Problem details
Your output must consist of the records printed verbatim, with the pictures excluded.
◇ ◇ ◇
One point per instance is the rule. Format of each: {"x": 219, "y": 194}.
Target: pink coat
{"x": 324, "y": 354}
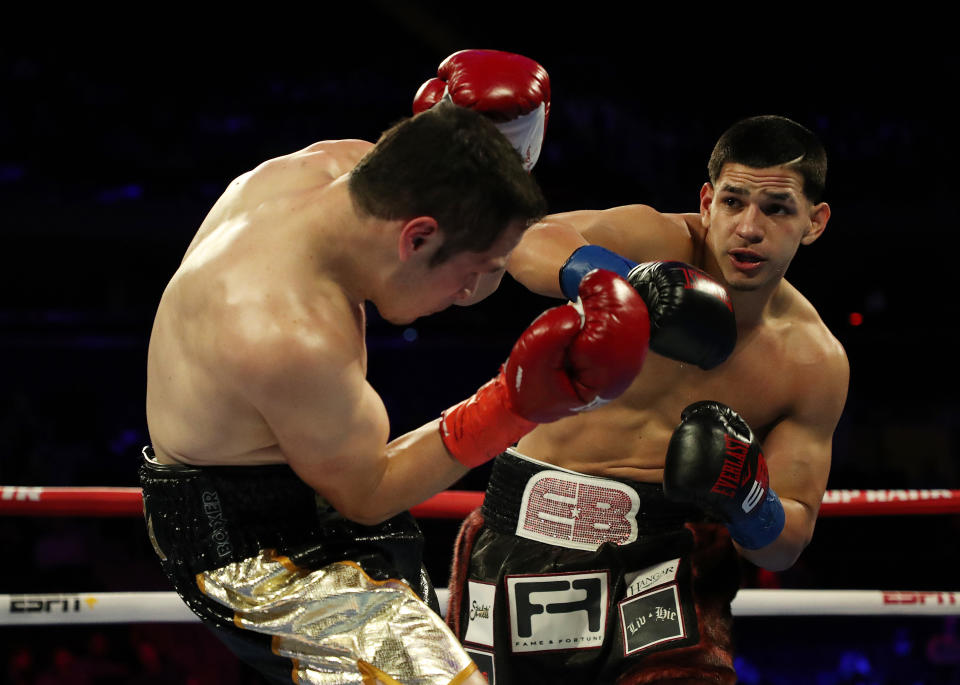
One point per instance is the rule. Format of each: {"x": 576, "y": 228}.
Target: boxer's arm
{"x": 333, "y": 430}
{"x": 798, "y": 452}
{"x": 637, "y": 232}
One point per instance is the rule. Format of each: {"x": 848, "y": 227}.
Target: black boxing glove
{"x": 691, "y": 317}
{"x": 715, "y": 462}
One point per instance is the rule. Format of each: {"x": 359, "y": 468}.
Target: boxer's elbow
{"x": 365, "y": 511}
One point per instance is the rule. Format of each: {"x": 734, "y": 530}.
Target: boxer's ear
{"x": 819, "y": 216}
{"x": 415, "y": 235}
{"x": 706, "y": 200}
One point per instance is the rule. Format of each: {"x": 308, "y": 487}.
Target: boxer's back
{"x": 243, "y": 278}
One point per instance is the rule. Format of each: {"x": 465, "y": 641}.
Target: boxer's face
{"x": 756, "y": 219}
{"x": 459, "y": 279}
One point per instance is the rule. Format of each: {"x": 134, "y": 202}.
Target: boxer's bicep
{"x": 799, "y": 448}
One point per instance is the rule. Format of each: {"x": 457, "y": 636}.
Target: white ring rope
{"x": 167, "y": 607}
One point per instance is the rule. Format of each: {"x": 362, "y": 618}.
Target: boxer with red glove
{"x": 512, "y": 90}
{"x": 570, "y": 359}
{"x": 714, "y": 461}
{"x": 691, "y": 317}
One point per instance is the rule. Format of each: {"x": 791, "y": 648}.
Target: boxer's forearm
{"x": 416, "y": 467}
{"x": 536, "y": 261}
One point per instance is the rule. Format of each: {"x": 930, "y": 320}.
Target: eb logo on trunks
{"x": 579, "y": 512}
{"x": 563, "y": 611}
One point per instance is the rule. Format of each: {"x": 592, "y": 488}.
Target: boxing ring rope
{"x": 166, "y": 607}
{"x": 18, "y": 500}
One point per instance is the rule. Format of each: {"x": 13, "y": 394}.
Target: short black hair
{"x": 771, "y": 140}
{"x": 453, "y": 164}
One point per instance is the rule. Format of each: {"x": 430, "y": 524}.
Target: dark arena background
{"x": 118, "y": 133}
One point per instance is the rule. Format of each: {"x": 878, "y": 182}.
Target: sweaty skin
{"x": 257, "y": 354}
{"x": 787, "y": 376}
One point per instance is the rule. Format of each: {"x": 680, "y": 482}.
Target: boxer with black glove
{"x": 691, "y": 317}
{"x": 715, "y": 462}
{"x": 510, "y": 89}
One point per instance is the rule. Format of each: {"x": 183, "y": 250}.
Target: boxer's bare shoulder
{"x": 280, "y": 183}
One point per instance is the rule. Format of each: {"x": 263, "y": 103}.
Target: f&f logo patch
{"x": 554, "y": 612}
◇ ◇ ◇
Your solution
One point per instance is the rule. Format of each: {"x": 219, "y": 194}.
Target: pink coat
{"x": 324, "y": 354}
One point per instance is the rule. Format of each: {"x": 576, "y": 228}.
Target: boxer's arm
{"x": 333, "y": 430}
{"x": 798, "y": 452}
{"x": 637, "y": 232}
One point per instance is the rule. Format of each: {"x": 848, "y": 227}.
Target: black boxing glove
{"x": 691, "y": 317}
{"x": 715, "y": 462}
One point per instance is the rule. Format of each: {"x": 359, "y": 468}.
Target: boxer's elbow
{"x": 365, "y": 511}
One point per instance is the rule. Format of each: {"x": 734, "y": 530}.
Target: boxer's ear
{"x": 819, "y": 216}
{"x": 415, "y": 235}
{"x": 706, "y": 200}
One point per instance is the rule. Format of each: {"x": 308, "y": 487}.
Target: boxer's back
{"x": 243, "y": 278}
One point per instance is the rule. Format of each: {"x": 465, "y": 641}.
Target: boxer's face
{"x": 756, "y": 219}
{"x": 459, "y": 279}
One point per instance is the rule. Format of each: {"x": 134, "y": 202}.
Target: boxer's bicep
{"x": 799, "y": 448}
One point per instance is the rule. Format of each: {"x": 457, "y": 636}.
Target: white ring rope
{"x": 167, "y": 607}
One point per instance is the rule. Format of each: {"x": 362, "y": 618}.
Target: boxer with red glove
{"x": 512, "y": 90}
{"x": 570, "y": 359}
{"x": 714, "y": 461}
{"x": 691, "y": 317}
One point per instance is the rule. Format of each: {"x": 791, "y": 648}.
Target: boxer's forearm
{"x": 416, "y": 467}
{"x": 536, "y": 261}
One point per instance is the rule. Format of each: {"x": 930, "y": 320}.
Target: eb logo on trunks
{"x": 579, "y": 512}
{"x": 563, "y": 611}
One point per instance is the rule. Format of each: {"x": 592, "y": 488}.
Target: boxing ring rope
{"x": 166, "y": 607}
{"x": 18, "y": 500}
One point per instance is the rule. Format of each: {"x": 13, "y": 394}.
Target: short black hair
{"x": 771, "y": 140}
{"x": 453, "y": 164}
One point per instance is the rule. Format of each: {"x": 430, "y": 524}.
Target: dark arena background
{"x": 118, "y": 133}
One point per instance is the rule. Format of each: {"x": 878, "y": 182}.
Target: sweaty skin
{"x": 257, "y": 354}
{"x": 787, "y": 376}
One point per instance is the rule. Format of each: {"x": 680, "y": 482}.
Target: boxer with black glove
{"x": 691, "y": 317}
{"x": 715, "y": 462}
{"x": 510, "y": 89}
One point per instance is the rule. Format of each: {"x": 183, "y": 250}.
Target: boxer's bare shoulder
{"x": 280, "y": 183}
One point per instance is the rule. Format of each: {"x": 263, "y": 103}.
Target: f&f logo patch
{"x": 554, "y": 612}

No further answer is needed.